*Goal of the exercise*
Format every line of the records below as a Markdown table with two columns, Row for the row number and Line for the line, leaving out blank lines. Omit the pictures from the table.

*Information given*
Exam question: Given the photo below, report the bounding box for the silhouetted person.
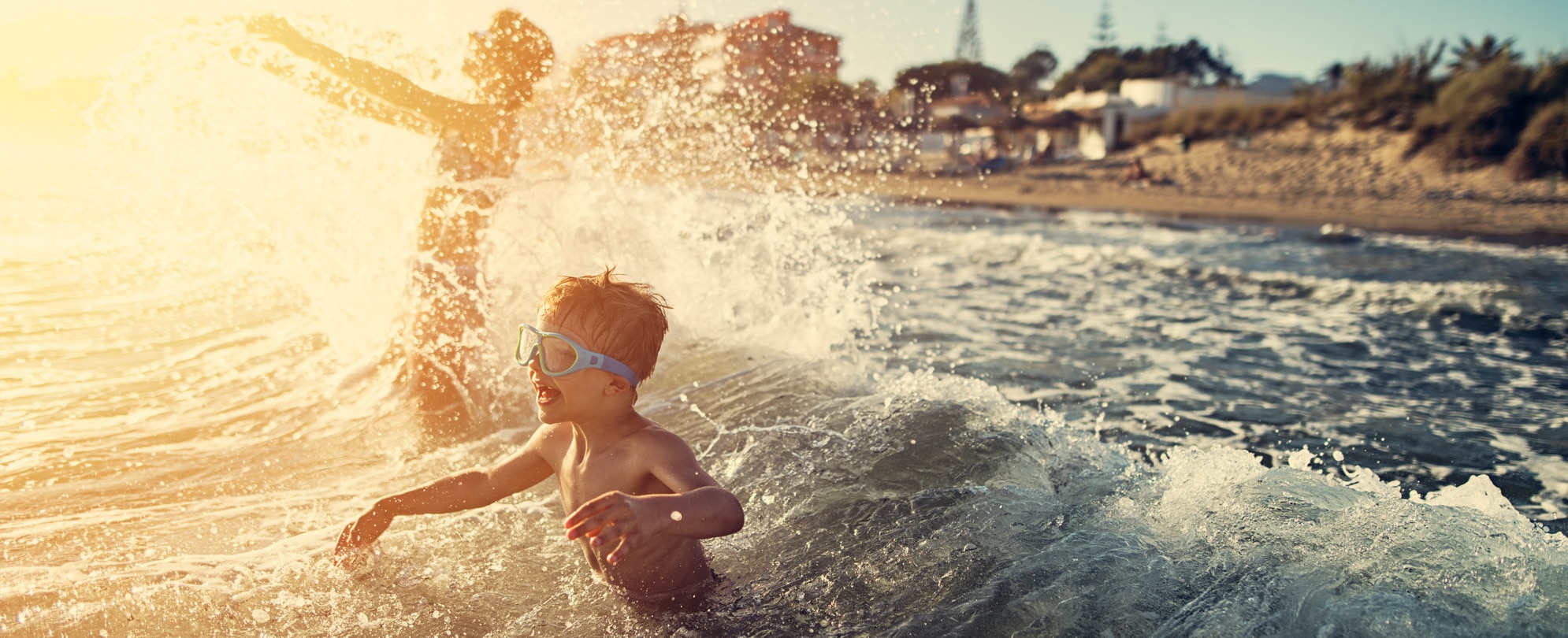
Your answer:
[246,9,555,429]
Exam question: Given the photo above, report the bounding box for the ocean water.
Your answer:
[0,17,1568,636]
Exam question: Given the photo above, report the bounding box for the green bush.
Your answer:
[1507,98,1568,180]
[1333,43,1444,130]
[1405,60,1533,168]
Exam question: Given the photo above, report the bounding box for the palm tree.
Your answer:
[1449,35,1519,74]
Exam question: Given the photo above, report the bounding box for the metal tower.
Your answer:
[955,0,980,63]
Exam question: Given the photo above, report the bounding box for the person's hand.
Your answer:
[244,16,304,44]
[566,492,665,564]
[333,508,392,569]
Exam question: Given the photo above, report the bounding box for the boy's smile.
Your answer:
[529,315,616,423]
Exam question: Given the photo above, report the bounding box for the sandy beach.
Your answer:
[847,122,1568,244]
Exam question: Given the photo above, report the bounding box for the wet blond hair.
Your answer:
[540,266,670,380]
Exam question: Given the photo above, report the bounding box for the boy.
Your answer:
[336,268,745,602]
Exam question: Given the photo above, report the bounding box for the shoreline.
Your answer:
[860,177,1568,247]
[802,124,1568,246]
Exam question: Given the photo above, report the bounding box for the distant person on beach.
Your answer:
[1121,157,1150,185]
[334,269,745,608]
[1121,157,1172,188]
[246,9,555,429]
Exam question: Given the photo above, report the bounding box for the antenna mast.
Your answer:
[953,0,980,63]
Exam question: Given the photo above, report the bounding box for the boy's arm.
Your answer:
[566,432,746,564]
[246,16,483,132]
[334,428,555,555]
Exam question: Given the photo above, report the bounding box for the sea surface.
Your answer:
[9,17,1568,636]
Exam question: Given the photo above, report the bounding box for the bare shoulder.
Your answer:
[634,421,693,456]
[524,423,572,458]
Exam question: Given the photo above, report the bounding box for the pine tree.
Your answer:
[1094,0,1117,49]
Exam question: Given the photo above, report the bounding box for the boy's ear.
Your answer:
[604,375,632,397]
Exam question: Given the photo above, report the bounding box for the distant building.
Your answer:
[724,11,842,97]
[1020,79,1292,160]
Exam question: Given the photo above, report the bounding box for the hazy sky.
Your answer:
[0,0,1568,86]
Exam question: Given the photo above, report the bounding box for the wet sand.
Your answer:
[842,124,1568,244]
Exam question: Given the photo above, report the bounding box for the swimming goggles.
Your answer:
[513,323,641,388]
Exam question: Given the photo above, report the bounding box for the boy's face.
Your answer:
[529,312,626,423]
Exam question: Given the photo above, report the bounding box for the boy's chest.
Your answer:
[556,453,668,513]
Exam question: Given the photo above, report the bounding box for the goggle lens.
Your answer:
[538,337,577,375]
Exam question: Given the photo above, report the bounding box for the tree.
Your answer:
[1324,63,1345,92]
[1449,35,1519,74]
[1007,46,1057,98]
[892,60,1013,108]
[1057,39,1242,94]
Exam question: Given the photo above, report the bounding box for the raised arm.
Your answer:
[246,16,491,132]
[334,426,555,557]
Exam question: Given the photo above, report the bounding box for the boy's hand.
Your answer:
[333,508,392,567]
[566,492,668,564]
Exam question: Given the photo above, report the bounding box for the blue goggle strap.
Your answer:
[513,323,641,388]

*Exercise answer*
| Row | Line |
|---|---|
| 1 | Exam question: Given the photo below, report the bounding box for the silhouetted person. |
| 2 | Your answer: |
| 3 | [246,9,555,429] |
| 4 | Exam question: Given the photo above, report the bounding box for the ocean water. |
| 5 | Your answer: |
| 6 | [0,17,1568,636] |
| 7 | Exam question: Given the photo above, report the bounding box for the green bush. |
| 8 | Your answer: |
| 9 | [1507,98,1568,180] |
| 10 | [1333,43,1444,130] |
| 11 | [1405,60,1533,168] |
| 12 | Exam question: Given the photo above, report the bounding box for the palm tree. |
| 13 | Your answer: |
| 14 | [1449,35,1519,74] |
| 15 | Exam question: Given the photo above, report the bounding box for the metal tower. |
| 16 | Your answer: |
| 17 | [955,0,980,63] |
| 18 | Exam question: Given the photo above, report the bounding box for the person's hand. |
| 19 | Your answer: |
| 20 | [244,16,304,44] |
| 21 | [566,492,665,564] |
| 22 | [333,508,392,569] |
| 23 | Exam question: Given the photo above, report the bounding box for the boy's smile. |
| 24 | Your answer: |
| 25 | [529,315,616,423] |
| 26 | Exam question: Given the photo above, report the bounding box for the sandy beach. |
| 27 | Your answer: |
| 28 | [847,122,1568,244] |
| 29 | Exam question: Given the photo above, report the bounding box for the wet blond hair. |
| 30 | Your answer: |
| 31 | [540,266,670,380] |
| 32 | Exam question: Given the photo above, report the bounding box for the boy. |
| 33 | Your answer: |
| 34 | [336,268,745,602] |
| 35 | Exam question: Given the photo above, report the bounding box for the shoreline. |
| 36 | Your answer: |
| 37 | [860,177,1568,247] |
| 38 | [802,124,1568,246] |
| 39 | Exam question: Given the photo above, report the bounding box for the distant person on beach. |
| 40 | Your answer: |
| 41 | [1121,157,1150,185] |
| 42 | [334,269,745,608] |
| 43 | [1121,157,1172,188] |
| 44 | [246,9,555,429] |
| 45 | Exam question: Given the photo above, report the bounding box for the antenna mast. |
| 46 | Your answer: |
| 47 | [953,0,980,63] |
| 48 | Exam question: Given the photo above, report the bounding box for the boy's arm. |
| 49 | Your answer: |
| 50 | [566,432,746,564] |
| 51 | [246,16,483,132] |
| 52 | [334,428,555,555] |
| 53 | Exam question: Given the photo above, report the bounding box for the sea surface. |
| 54 | Your answer: |
| 55 | [9,17,1568,636] |
| 56 | Exam question: Given the photo above, report the bounding box for the bare shoulder. |
| 57 | Your answer: |
| 58 | [634,421,693,456] |
| 59 | [524,423,572,458] |
| 60 | Exam question: Given the photo above, report the bounding box for the pine tree. |
| 61 | Your answer: |
| 62 | [1094,0,1117,49] |
| 63 | Exam question: Given the photo above, report the bounding box for the boy's ear. |
| 64 | Your answer: |
| 65 | [604,375,632,397] |
| 66 | Exam question: Given the photo above, report the bounding box for the distant building. |
| 67 | Your answer: |
| 68 | [724,11,842,97] |
| 69 | [1020,79,1292,160] |
| 70 | Exam question: Given the photo above, report the bounding box for the hazy sky. |
| 71 | Your answer: |
| 72 | [0,0,1568,86] |
| 73 | Exam question: Given the photo above, report the bounding box for the wet sand. |
| 74 | Your answer: |
| 75 | [842,124,1568,244] |
| 76 | Exam question: Given the photo above, report the bounding box for the swimming goggles. |
| 77 | Your answer: |
| 78 | [513,323,641,388] |
| 79 | Exam question: Given the photo above, report the bounding box for the boy's face. |
| 80 | Your answer: |
| 81 | [529,312,626,423] |
| 82 | Exam question: Given the photo above, report the bounding box for the boy's chest. |
| 83 | Your answer: |
| 84 | [556,453,668,513] |
| 85 | Exam question: Given the photo above, report the bounding box for the goggle lens. |
| 86 | Your answer: |
| 87 | [538,337,577,375] |
| 88 | Exam question: Given the photo above, report the bounding box for the tree. |
| 89 | Your answer: |
| 90 | [1324,63,1345,92] |
| 91 | [1449,35,1519,74] |
| 92 | [1007,46,1057,98] |
| 93 | [892,60,1013,108] |
| 94 | [1057,39,1242,94] |
| 95 | Exam question: Given the photo above, report the bounding box for the raised arm. |
| 96 | Your answer: |
| 97 | [246,16,491,132] |
| 98 | [334,426,555,557] |
| 99 | Exam question: Given the photo above, report the bounding box for the boy's hand. |
| 100 | Your answer: |
| 101 | [333,508,392,567] |
| 102 | [566,492,668,564] |
| 103 | Exam question: Given the photo above, report the bounding box for the blue goggle strap. |
| 104 | Your answer: |
| 105 | [513,323,641,388] |